Actions to take:
1. From the gingivitis article's opening paragraph, list every cause or sign it names as a source of the gum inflammation.
2. Revise the gingivitis article's passage that begins at the words "How Can You" and stops after "What Causes Gingivitis?", swapping "tender" for "sore".

Provided passage:
=======
Gingivitis is inflammation of the gums (gingiva). This condition is extremely common. According to the CDC, more than 50 percent of Americans over the age of 30 have some form of gum inflammation or infection. Gingivitis by itself is not necessarily considered gum disease since it is a single symptom that may resolve without progressing to periodontitis. The problem usually occurs due to irritation from tartar, but is occasionally a sign of other systemic immune system problems or simply an allergic reaction. However, you should always treat gingivitis as a potential symptom that you are at risk for developing periodontitis.

How Can You Identify Gingivitis?

Healthy gingival tissue is pink (the exact shade will vary based on skin pigmentation). The gums are the same color in all areas of the mouth. The edges of the gums will be smoothly tapered to meet the surface of the teeth. When gingivitis develops, the gums will often turn red and become swollen. The edges of the gums may be puffed up away from the surface of the teeth. The gums will often bleed during brushing and flossing, and the texture of the gums changes from firm to slightly soft. You may notice that your gums are tender, or there may be no discomfort at all. Halitosis (bad breath) may accompany gingivitis if the cause is bacterial. As the condition worsens, the gums may begin to pull away from the teeth.

What Causes Gingivitis?
=======
Source information:

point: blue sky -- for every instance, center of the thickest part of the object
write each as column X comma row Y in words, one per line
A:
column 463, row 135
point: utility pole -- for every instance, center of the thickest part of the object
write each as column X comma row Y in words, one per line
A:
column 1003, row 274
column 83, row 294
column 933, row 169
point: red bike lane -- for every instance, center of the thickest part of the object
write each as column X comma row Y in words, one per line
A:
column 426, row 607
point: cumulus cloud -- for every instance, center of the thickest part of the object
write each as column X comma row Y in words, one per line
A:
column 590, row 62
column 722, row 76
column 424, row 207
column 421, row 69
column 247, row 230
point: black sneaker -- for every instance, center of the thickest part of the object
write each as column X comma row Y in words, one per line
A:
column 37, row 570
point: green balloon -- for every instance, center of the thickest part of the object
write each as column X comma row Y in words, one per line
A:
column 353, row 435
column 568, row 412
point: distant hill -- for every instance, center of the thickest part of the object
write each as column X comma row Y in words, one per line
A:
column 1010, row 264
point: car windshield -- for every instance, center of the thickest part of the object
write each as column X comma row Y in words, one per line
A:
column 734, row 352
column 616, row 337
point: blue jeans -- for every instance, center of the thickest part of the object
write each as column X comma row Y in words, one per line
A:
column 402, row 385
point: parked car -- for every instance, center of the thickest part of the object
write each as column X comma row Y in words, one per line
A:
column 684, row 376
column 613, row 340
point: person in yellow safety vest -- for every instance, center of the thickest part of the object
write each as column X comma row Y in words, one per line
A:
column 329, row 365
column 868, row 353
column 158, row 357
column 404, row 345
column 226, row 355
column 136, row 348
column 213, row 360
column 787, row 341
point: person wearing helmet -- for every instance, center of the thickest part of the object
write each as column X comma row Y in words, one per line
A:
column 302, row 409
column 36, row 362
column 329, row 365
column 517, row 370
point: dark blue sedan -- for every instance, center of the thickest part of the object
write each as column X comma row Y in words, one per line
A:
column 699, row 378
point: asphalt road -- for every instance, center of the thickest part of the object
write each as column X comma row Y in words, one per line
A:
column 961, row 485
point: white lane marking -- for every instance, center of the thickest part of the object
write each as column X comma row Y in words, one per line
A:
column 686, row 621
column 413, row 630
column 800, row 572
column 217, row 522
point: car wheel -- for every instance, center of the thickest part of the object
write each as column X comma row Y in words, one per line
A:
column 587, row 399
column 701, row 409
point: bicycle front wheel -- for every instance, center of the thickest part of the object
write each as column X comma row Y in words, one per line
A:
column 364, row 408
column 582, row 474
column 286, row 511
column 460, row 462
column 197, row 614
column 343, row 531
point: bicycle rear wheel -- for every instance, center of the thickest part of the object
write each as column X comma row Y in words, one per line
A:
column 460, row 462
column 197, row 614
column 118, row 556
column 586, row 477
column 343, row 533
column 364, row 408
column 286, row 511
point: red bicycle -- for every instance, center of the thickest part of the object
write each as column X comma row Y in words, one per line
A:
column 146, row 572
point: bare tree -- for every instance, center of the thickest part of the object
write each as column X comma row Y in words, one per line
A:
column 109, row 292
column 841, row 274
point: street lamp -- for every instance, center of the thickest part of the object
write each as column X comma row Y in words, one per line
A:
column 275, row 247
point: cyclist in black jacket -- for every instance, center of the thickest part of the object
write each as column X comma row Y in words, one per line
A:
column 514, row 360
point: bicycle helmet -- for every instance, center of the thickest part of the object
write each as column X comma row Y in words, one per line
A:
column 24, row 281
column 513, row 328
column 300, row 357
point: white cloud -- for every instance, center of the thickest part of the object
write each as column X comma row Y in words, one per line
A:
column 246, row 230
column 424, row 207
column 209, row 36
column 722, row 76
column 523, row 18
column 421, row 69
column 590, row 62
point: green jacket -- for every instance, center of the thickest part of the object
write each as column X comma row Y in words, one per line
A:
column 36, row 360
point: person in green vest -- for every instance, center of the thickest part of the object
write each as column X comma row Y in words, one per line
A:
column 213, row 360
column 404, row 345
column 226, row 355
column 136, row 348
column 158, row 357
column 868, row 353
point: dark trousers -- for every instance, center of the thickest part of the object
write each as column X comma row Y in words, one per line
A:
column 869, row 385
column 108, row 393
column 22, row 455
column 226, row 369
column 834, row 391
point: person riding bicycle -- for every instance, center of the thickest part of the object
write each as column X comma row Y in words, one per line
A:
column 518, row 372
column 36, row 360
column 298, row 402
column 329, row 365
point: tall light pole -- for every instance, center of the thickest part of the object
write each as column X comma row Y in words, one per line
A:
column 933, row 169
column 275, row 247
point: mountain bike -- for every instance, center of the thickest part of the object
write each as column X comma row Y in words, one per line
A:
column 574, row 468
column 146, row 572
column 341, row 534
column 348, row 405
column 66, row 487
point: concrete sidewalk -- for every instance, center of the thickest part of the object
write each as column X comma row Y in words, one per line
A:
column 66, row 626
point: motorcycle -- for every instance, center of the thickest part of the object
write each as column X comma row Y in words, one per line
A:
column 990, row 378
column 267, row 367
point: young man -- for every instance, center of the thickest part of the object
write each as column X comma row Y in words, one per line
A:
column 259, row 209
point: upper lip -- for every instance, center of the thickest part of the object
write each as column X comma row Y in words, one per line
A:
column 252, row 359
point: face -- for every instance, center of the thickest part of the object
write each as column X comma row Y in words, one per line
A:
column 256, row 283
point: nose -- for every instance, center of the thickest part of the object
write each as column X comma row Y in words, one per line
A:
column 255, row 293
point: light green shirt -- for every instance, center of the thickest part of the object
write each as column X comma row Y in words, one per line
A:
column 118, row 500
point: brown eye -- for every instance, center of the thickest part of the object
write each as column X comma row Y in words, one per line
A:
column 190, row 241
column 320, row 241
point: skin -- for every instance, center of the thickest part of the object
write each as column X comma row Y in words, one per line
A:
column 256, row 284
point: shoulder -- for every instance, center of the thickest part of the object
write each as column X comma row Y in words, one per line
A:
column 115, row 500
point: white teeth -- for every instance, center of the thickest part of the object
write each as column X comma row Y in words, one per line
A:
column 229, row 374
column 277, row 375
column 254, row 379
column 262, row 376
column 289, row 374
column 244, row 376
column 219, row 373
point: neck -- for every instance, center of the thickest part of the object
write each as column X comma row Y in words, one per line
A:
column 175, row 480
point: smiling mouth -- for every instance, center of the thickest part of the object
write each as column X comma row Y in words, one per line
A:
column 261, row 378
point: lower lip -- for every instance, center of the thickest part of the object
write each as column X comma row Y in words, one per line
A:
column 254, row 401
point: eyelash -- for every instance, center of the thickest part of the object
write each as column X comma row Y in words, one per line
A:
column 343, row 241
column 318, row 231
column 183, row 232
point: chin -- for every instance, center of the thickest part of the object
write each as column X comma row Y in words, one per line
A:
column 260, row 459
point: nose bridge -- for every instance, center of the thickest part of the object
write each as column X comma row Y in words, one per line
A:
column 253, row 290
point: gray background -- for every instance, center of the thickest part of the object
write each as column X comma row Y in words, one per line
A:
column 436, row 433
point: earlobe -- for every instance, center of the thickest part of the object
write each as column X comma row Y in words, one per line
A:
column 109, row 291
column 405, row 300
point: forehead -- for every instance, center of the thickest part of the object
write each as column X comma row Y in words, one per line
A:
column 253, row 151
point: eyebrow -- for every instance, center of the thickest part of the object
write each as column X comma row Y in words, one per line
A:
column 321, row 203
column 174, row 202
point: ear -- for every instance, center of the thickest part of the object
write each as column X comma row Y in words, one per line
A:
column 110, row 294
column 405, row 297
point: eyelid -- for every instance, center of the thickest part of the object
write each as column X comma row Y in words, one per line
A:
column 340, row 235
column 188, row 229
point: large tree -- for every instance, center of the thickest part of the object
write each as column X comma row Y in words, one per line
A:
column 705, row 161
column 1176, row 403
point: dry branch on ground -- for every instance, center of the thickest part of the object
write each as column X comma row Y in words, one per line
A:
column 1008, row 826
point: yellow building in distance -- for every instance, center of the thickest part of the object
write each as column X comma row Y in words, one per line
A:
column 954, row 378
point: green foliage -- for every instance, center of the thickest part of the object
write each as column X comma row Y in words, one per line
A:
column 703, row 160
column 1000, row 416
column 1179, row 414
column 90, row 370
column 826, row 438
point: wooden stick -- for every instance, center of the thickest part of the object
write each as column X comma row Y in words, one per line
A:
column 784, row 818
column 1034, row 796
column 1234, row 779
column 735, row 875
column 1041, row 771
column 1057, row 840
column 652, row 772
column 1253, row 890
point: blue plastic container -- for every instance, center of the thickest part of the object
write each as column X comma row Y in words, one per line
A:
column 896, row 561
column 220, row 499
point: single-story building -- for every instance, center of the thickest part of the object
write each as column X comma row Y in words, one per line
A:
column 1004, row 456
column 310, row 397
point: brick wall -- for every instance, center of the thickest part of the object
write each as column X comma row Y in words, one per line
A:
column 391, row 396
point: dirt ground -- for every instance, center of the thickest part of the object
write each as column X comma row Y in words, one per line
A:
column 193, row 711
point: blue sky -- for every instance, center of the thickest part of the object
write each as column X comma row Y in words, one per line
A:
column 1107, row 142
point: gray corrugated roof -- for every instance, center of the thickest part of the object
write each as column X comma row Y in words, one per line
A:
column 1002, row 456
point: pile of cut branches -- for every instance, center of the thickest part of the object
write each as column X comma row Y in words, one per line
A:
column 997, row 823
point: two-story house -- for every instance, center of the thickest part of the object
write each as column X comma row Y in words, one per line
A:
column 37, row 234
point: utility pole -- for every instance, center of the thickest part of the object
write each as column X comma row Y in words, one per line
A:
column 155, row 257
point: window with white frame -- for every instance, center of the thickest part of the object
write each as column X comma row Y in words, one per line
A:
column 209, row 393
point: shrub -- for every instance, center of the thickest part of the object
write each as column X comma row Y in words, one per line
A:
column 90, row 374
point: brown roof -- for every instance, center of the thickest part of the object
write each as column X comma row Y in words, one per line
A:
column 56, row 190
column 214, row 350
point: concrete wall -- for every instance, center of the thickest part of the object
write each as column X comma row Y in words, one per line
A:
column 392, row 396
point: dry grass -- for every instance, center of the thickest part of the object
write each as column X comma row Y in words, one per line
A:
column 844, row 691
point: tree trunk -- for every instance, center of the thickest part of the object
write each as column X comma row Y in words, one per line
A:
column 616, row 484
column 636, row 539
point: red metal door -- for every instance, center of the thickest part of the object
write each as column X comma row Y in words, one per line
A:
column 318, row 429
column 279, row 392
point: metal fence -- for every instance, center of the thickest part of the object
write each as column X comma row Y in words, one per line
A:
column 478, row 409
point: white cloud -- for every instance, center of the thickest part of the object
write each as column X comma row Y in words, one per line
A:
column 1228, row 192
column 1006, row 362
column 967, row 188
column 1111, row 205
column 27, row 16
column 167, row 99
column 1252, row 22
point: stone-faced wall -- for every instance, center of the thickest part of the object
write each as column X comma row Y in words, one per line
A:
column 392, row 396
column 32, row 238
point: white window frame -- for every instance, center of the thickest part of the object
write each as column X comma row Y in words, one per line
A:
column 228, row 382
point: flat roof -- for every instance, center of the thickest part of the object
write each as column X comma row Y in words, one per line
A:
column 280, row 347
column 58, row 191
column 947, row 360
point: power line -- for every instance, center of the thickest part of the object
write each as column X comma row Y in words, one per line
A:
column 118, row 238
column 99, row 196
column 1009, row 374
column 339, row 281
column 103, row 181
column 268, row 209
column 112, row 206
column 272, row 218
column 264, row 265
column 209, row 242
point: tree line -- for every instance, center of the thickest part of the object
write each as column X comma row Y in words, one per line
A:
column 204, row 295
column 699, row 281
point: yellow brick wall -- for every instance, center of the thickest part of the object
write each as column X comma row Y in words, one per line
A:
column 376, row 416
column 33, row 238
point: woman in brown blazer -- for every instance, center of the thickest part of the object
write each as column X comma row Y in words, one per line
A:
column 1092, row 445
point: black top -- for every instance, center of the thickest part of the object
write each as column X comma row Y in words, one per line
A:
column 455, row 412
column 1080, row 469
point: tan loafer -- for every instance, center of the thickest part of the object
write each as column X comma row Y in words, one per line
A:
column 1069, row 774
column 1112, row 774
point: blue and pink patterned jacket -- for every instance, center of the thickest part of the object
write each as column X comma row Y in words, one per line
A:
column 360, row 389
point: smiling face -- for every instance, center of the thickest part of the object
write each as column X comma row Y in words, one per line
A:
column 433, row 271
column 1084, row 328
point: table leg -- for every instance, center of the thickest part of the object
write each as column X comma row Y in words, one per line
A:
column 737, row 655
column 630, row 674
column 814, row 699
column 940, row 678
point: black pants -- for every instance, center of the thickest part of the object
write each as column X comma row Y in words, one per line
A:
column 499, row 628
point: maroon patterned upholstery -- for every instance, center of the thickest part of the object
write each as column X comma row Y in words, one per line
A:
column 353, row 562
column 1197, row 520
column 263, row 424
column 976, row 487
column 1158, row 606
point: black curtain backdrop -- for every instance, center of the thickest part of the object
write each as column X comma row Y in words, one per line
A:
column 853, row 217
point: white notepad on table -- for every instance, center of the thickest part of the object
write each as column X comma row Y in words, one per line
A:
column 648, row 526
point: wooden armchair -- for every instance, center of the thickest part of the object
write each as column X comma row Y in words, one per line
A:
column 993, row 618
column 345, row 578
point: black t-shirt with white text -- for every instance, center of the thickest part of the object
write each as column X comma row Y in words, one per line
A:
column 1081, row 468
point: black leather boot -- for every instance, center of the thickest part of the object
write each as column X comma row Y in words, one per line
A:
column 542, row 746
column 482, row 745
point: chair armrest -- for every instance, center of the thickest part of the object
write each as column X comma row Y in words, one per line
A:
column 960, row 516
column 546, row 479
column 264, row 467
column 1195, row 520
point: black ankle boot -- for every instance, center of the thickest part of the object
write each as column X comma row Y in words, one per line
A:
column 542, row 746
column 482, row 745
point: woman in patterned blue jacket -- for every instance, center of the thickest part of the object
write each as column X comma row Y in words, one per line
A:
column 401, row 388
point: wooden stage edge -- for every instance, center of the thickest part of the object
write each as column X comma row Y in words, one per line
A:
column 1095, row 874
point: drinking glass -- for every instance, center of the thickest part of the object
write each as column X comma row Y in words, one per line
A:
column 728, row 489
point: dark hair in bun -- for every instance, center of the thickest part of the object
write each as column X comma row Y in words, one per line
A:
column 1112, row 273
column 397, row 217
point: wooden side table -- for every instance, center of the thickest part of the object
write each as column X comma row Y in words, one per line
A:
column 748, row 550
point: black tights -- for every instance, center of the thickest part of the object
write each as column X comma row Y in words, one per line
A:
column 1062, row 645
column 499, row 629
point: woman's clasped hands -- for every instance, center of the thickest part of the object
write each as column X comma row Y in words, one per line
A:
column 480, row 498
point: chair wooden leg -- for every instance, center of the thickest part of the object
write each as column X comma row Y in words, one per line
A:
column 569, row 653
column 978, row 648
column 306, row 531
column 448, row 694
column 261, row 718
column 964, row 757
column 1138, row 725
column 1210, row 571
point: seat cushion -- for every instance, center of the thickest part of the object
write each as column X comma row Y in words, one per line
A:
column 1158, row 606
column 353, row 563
=======
Results by task:
1.
- Irritation from tartar
- Other systemic immune system problems
- An allergic reaction

2.
How Can You Identify Gingivitis?

Healthy gingival tissue is pink (the exact shade will vary based on skin pigmentation). The gums are the same color in all areas of the mouth. The edges of the gums will be smoothly tapered to meet the surface of the teeth. When gingivitis develops, the gums will often turn red and become swollen. The edges of the gums may be puffed up away from the surface of the teeth. The gums will often bleed during brushing and flossing, and the texture of the gums changes from firm to slightly soft. You may notice that your gums are sore, or there may be no discomfort at all. Halitosis (bad breath) may accompany gingivitis if the cause is bacterial. As the condition worsens, the gums may begin to pull away from the teeth.

What Causes Gingivitis?